Task prompt
Copy out verbatim the lines below, from the line containing "Spot the sofa" through the last line, inclusive.

>> Begin Provided material

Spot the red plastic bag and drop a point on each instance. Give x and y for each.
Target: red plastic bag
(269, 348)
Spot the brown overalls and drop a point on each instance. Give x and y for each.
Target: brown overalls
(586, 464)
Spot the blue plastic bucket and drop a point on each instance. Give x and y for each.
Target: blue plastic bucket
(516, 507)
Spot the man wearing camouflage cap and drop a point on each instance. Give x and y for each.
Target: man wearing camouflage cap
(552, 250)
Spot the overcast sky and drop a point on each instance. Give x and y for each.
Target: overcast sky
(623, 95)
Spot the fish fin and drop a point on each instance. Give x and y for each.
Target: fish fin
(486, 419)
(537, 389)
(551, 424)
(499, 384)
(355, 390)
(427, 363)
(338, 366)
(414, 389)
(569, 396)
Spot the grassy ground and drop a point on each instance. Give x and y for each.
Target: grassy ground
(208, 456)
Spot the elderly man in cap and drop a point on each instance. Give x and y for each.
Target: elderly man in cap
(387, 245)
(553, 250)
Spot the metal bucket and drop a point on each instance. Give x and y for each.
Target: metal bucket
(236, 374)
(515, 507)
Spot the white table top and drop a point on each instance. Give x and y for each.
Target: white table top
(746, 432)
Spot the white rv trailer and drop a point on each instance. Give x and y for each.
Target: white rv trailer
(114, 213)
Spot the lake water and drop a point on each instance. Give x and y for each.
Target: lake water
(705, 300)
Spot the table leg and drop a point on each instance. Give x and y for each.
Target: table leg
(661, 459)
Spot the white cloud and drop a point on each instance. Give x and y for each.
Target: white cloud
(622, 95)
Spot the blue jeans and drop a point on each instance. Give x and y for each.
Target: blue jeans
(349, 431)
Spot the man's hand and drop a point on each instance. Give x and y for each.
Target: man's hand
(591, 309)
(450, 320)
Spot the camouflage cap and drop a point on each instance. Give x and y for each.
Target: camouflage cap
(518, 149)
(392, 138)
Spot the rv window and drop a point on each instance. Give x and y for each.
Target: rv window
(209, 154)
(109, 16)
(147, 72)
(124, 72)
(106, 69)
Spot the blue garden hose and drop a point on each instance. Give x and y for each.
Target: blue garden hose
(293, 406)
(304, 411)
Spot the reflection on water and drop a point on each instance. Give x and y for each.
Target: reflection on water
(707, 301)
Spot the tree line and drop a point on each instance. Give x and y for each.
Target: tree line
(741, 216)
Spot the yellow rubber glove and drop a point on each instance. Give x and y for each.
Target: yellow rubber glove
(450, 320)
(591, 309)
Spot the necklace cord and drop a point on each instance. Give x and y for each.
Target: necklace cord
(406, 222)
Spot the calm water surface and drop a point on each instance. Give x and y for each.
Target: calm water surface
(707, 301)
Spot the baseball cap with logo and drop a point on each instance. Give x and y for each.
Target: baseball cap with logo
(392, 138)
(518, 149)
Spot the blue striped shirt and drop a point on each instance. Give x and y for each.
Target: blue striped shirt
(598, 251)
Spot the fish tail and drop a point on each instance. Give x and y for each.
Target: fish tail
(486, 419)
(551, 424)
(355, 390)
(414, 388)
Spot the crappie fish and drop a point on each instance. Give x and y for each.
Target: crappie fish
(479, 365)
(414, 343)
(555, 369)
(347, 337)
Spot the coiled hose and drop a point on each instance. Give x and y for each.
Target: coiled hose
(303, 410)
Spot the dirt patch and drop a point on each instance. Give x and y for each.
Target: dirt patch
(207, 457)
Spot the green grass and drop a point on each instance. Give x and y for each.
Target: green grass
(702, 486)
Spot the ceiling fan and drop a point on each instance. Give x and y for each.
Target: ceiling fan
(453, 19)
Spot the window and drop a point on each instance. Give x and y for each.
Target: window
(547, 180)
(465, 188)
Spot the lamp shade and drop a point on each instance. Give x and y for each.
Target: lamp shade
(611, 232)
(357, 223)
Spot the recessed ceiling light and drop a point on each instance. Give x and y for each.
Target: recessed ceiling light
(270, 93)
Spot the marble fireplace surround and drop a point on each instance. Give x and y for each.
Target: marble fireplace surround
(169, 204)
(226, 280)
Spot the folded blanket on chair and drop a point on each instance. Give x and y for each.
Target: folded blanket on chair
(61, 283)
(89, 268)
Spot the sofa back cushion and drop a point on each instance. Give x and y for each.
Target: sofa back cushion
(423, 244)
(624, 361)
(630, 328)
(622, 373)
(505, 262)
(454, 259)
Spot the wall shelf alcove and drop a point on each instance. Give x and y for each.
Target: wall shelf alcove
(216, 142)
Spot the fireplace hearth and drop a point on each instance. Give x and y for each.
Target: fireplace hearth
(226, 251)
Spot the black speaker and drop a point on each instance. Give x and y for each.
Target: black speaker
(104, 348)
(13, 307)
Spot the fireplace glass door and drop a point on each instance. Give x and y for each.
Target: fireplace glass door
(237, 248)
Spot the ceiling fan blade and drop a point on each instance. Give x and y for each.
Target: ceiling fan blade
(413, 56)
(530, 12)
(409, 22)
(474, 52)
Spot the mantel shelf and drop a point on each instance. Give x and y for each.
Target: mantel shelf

>> End Provided material

Task result
Spot the sofa back cushion and drop a point on each instance. Give x and y for each.
Target: sofa back cushion
(423, 244)
(624, 361)
(630, 328)
(622, 373)
(505, 262)
(454, 259)
Spot the wall shelf alcove and drop a point on each instance. Give x and y for each.
Target: wall shelf alcove
(216, 142)
Spot the fireplace hearth and drop a point on each instance. Give x and y for each.
Target: fireplace hearth
(226, 251)
Spot the black speaker and drop a point on each instance. Give x and y for each.
Target: black speaker
(104, 348)
(13, 307)
Spot the fireplace glass door and drop a point on each instance. Give x and y for each.
Target: fireplace glass door
(237, 248)
Spot the ceiling fan blade and drop a point on each instance. Give x and y for each.
Target: ceiling fan blade
(413, 56)
(530, 12)
(409, 22)
(474, 52)
Spot the mantel shelf and drop a point on each instance. Give x and y for each.
Target: mantel shelf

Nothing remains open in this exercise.